Material supplied:
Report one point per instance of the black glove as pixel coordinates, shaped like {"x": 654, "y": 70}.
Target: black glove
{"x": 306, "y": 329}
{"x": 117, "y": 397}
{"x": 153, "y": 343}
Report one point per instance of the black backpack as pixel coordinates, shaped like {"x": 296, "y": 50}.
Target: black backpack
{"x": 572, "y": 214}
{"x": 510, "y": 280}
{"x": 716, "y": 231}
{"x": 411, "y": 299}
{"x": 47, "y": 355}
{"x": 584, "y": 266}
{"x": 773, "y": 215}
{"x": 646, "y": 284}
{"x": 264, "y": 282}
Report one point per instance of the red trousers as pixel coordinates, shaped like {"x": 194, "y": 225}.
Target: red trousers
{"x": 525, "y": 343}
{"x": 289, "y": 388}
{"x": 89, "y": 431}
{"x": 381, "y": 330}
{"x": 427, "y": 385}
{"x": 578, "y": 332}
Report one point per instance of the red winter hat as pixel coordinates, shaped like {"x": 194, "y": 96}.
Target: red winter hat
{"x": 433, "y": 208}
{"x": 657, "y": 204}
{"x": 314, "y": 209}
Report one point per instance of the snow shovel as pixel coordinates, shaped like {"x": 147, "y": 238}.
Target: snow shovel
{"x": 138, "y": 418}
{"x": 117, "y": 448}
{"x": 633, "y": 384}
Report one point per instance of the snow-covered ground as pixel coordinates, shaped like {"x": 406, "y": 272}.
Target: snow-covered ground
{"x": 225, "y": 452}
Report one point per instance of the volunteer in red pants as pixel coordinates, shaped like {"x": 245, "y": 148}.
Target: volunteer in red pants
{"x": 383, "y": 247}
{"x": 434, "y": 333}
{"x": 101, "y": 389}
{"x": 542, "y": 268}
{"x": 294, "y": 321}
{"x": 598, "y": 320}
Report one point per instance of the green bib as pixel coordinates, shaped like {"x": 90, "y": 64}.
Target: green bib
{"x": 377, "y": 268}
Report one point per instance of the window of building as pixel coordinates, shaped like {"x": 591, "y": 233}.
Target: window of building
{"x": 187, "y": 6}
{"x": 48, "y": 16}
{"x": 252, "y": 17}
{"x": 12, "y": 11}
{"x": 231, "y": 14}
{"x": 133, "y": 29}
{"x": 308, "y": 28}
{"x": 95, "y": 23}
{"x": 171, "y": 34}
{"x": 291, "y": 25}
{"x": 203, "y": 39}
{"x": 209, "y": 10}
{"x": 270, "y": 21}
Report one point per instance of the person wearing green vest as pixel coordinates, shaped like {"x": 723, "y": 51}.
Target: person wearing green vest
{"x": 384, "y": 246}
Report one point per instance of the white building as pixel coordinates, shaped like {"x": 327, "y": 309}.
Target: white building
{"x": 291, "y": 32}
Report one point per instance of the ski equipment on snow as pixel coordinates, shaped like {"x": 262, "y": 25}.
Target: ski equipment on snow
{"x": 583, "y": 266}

Work task:
Go through the records above and write each one out again exactly.

Result:
Report one point per instance of the black glove as pixel coordinates, shaped like {"x": 654, "y": 70}.
Target: black glove
{"x": 306, "y": 329}
{"x": 117, "y": 397}
{"x": 153, "y": 343}
Report one point per instance of the black backpack as pixel coordinates, shaped like {"x": 296, "y": 50}.
Target: black backpack
{"x": 572, "y": 214}
{"x": 510, "y": 280}
{"x": 716, "y": 231}
{"x": 411, "y": 299}
{"x": 47, "y": 355}
{"x": 584, "y": 266}
{"x": 773, "y": 215}
{"x": 646, "y": 284}
{"x": 264, "y": 282}
Report one point per instance of the red trousers as pixel coordinates, shaped like {"x": 194, "y": 225}.
Target: red trousers
{"x": 525, "y": 343}
{"x": 289, "y": 388}
{"x": 89, "y": 431}
{"x": 381, "y": 330}
{"x": 427, "y": 385}
{"x": 578, "y": 332}
Report one point per instance of the red winter hat as pixel coordinates, shaped like {"x": 194, "y": 96}.
Target: red winter hat
{"x": 433, "y": 208}
{"x": 657, "y": 204}
{"x": 314, "y": 209}
Report one point per instance of the snow shovel as pixel coordinates, shaped like {"x": 147, "y": 238}.
Target: snow shovel
{"x": 138, "y": 418}
{"x": 117, "y": 448}
{"x": 633, "y": 384}
Report one point per instance of the snow-covered ground as pixel coordinates, shaped like {"x": 406, "y": 272}.
Target: snow-covered ground
{"x": 225, "y": 452}
Report one point per instance of the volunteer in red pants as pixel coordinates, shaped like {"x": 245, "y": 148}.
Target: volunteer in red pants
{"x": 383, "y": 247}
{"x": 434, "y": 333}
{"x": 101, "y": 389}
{"x": 542, "y": 268}
{"x": 294, "y": 321}
{"x": 598, "y": 320}
Report one point per instance of the green bib as pixel coordinates, shaped like {"x": 90, "y": 64}.
Target: green bib
{"x": 377, "y": 268}
Report one point per instance of the window of building as pixel coordinates, shaped like {"x": 591, "y": 233}.
Target: window of building
{"x": 187, "y": 6}
{"x": 48, "y": 16}
{"x": 252, "y": 17}
{"x": 12, "y": 11}
{"x": 231, "y": 14}
{"x": 133, "y": 29}
{"x": 308, "y": 28}
{"x": 95, "y": 23}
{"x": 171, "y": 34}
{"x": 291, "y": 25}
{"x": 203, "y": 39}
{"x": 209, "y": 10}
{"x": 270, "y": 21}
Report one point per instance of the person wearing green vest as pixel coordinates, shaped like {"x": 723, "y": 51}.
Target: person wearing green vest
{"x": 384, "y": 246}
Report one point per instance of the white building as pixel coordinates, shaped like {"x": 327, "y": 309}.
Target: white building
{"x": 291, "y": 32}
Report one point per instance of the ski equipment on snow as pixel coordinates, shaped like {"x": 262, "y": 25}.
Target: ski equipment on snow
{"x": 583, "y": 266}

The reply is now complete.